Page extract:
Illuminating Neural Circuits in Alzheimer's Disease

Abstract

Alzheimer's disease (AD) is the most common neurodegenerative disorder and there is currently no cure. Neural circuit dysfunction is the fundamental mechanism underlying the learning and memory deficits in patients with AD. Therefore, it is important to understand the structural features and mechanisms underlying the deregulated circuits during AD progression, by which new tools for intervention can be developed. Here, we briefly summarize the most recently established cutting-edge experimental approaches and key techniques that enable neural circuit tracing and manipulation of their activity. We also discuss the advantages and limitations of these approaches. Finally, we review the applications of these techniques in the discovery of circuit mechanisms underlying β-amyloid and tau pathologies during AD progression, and as well as the strategies for targeted AD treatments.

Keywords: Alzheimer’s disease; Chemogenetics; Neural circuit; Neural circuit tracing; Optogenetics; Single cell RNA sequencing.

Fig. 1

Schematic of cTRIO for neural circuit tracing. In X-Cre mice, CAV2-DIO-Flp is injected into region C, while AAV-fDIO-TVA/G and EnvA-RV-ΔG are injected into region B. Only the presynaptic inputs to neurons that are located in region B, project to region C, and express geneX (orange cell in region B) will be retrogradely labelled by RV (green cell in region A) (A → B^X+ → C). However, presynaptic inputs to region B neurons that innervate region C but do not express gene X (grey cell in region D) (D → B^X− → C), or region B cells that do not project to region C (B → E) will not be labeled.

Fig. 2

Schematics of neural manipulation by optogenetics and chemogenetics. A, B Upon light stimulation, Na⁺ and Ca²⁺ move down their electrochemical gradients on the ChR2-expressing neurons and depolarize the membrane, resulting in neuron excitation. While hyperpolarizing current on NpHR-, Arch- or mutated ChR2-expressing neurons leads to neuron inhibition. C, D In the presence of CNO, hM3Dq-expressing neurons are activated, while hM4Di-expressing neurons are inhibited via changing the concentration of second messengers.

Activity: In the article on neural circuits in Alzheimer's disease, rewrite the paragraph beginning "Alzheimer's disease (AD) is the most common" as a short bulleted list that keeps its main facts.

Source data:

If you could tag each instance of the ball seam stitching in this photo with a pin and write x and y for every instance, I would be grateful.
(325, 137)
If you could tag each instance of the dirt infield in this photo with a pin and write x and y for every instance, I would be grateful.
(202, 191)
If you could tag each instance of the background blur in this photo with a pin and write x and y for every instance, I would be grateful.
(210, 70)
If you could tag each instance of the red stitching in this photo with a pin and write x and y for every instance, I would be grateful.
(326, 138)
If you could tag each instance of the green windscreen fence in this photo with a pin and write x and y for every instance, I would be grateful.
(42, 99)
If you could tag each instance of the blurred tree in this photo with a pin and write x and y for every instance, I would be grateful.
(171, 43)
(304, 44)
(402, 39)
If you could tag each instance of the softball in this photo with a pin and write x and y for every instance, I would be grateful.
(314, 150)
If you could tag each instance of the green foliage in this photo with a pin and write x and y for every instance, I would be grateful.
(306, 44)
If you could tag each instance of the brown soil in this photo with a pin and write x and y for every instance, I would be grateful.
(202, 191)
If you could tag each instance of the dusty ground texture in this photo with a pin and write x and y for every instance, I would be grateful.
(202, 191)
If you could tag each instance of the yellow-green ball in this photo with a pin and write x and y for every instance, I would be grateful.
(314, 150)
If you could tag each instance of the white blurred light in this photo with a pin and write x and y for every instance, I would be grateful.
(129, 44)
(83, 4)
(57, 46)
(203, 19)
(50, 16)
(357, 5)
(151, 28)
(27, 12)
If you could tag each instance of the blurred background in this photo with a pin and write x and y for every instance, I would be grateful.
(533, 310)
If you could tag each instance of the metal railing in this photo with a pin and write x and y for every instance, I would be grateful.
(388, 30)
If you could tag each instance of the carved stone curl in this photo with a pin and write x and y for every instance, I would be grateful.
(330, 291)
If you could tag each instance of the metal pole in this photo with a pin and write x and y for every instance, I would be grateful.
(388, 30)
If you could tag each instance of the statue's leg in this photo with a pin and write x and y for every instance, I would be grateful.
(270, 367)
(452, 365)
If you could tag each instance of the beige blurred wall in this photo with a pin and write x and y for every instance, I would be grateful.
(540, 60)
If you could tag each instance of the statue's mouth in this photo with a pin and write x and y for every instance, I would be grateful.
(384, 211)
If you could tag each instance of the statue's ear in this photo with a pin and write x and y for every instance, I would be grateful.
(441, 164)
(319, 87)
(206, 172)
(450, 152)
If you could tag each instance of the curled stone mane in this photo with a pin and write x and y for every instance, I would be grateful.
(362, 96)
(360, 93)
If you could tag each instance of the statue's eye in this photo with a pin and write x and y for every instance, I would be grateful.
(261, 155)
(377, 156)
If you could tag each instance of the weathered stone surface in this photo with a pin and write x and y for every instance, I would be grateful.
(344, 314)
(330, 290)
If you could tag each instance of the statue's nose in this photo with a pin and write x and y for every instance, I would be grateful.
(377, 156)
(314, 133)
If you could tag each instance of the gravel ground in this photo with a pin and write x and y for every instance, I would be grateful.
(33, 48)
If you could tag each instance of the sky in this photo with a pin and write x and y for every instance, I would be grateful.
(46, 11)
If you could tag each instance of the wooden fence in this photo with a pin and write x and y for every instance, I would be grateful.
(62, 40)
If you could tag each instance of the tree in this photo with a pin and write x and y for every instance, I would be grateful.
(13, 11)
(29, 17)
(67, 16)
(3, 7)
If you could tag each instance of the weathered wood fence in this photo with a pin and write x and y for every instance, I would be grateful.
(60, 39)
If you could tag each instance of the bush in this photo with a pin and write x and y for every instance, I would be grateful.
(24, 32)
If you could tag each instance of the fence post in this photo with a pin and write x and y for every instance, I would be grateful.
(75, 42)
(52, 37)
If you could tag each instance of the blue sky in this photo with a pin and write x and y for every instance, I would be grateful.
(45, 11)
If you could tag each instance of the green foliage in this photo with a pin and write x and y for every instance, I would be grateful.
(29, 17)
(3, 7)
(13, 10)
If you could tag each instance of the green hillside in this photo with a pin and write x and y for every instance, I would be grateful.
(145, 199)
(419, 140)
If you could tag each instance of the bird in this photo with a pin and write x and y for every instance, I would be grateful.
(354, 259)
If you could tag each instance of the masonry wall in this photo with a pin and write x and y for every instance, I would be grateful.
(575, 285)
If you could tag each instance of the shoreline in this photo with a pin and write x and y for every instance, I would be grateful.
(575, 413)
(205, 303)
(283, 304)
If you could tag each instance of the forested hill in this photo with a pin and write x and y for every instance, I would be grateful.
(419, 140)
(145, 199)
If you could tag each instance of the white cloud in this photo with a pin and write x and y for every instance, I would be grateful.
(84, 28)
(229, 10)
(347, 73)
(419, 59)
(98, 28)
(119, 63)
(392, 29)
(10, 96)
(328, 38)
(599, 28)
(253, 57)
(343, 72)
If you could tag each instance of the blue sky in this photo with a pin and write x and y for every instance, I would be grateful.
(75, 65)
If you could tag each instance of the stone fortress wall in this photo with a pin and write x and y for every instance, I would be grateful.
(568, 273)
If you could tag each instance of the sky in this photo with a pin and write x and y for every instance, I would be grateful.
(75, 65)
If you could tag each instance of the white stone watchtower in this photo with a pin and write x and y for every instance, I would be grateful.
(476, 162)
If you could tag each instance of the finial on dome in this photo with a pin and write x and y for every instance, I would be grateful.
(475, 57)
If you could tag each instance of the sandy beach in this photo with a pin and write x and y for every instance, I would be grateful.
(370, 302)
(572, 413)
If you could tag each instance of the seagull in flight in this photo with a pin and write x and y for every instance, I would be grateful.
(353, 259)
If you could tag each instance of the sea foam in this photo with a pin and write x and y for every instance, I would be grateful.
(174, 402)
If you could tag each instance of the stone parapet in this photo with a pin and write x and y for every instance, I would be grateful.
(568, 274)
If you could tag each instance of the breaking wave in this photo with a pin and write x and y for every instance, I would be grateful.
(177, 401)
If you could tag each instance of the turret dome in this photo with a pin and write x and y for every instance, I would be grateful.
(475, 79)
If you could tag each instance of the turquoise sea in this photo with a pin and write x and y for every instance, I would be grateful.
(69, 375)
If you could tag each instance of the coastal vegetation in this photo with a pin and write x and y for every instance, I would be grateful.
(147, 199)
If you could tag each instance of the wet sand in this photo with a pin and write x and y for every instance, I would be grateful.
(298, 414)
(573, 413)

Answer space:
- AD is the most common neurodegenerative disorder and has no cure.
- Neural circuit dysfunction is the fundamental mechanism behind the learning and memory deficits in AD patients.
- Understanding the structure and mechanisms of the deregulated circuits during AD progression can lead to new tools for intervention.
- The review summarizes recent experimental approaches and key techniques for tracing neural circuits and manipulating their activity, along with their advantages and limitations.
- It also reviews how these techniques have been used to find circuit mechanisms behind β-amyloid and tau pathologies during AD progression, and covers strategies for targeted AD treatments.